Excerpts from a pointing dataset
____
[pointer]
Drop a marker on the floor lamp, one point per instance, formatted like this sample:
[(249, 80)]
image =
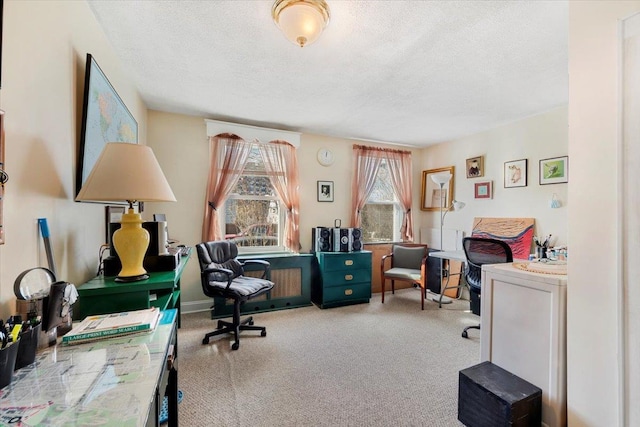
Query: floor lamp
[(441, 180)]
____
Write out the listing above again, requests included. Raise every coordinate in the answers by 97, keep the format samples as they are, and leave the pictures out.

[Task answer]:
[pointer]
Drop a marker on the floor lamp, one point per instance, formatted like this sample:
[(249, 80)]
image =
Query: floor lamp
[(538, 277)]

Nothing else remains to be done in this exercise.